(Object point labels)
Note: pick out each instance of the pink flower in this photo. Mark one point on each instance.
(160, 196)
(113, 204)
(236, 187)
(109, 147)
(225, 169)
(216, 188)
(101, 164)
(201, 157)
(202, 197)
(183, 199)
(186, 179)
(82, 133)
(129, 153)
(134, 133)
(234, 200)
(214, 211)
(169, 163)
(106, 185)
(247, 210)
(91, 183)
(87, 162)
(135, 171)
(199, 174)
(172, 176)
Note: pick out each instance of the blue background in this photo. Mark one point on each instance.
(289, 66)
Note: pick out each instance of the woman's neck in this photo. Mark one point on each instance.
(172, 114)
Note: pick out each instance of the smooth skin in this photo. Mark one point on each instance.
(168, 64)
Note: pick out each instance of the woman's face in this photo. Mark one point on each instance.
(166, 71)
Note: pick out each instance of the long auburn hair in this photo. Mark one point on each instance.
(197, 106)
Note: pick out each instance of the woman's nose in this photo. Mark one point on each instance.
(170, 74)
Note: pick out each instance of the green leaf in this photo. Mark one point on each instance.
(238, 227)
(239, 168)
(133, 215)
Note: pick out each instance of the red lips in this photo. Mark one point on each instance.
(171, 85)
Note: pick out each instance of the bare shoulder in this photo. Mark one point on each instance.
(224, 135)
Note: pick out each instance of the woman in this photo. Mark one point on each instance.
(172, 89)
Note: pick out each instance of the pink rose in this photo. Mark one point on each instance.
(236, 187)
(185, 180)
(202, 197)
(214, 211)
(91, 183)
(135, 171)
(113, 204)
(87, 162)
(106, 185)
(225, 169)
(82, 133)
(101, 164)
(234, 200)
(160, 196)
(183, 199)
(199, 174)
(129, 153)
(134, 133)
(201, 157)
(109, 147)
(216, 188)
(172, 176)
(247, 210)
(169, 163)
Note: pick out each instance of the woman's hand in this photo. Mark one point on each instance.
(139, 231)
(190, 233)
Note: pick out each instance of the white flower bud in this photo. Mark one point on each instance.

- _The task_: The answer consists only of the lines from the one containing "Note: pick out each instance of the bare" to the end of the records, each written out exactly.

- _Correct response_:
Note: pick out each instance of the bare shoulder in this photo. Mark one point on each instance.
(224, 135)
Note: pick out each instance of the woman in this photo. Mark one point on each instance.
(172, 89)
Note: pick out each instance of the pink rose in this photo. Mark one point on each instance.
(236, 187)
(185, 180)
(202, 197)
(214, 211)
(91, 183)
(135, 171)
(113, 204)
(87, 162)
(106, 185)
(225, 169)
(82, 133)
(101, 164)
(234, 200)
(160, 196)
(183, 199)
(199, 174)
(129, 153)
(134, 133)
(201, 157)
(109, 147)
(216, 188)
(172, 176)
(247, 210)
(169, 163)
Note: pick out each instance of the woman's hand in this photo. Mark one point on each instance.
(139, 231)
(190, 233)
Note: pick out each instance of the white flower bud in this photo. Mark one point on each instance.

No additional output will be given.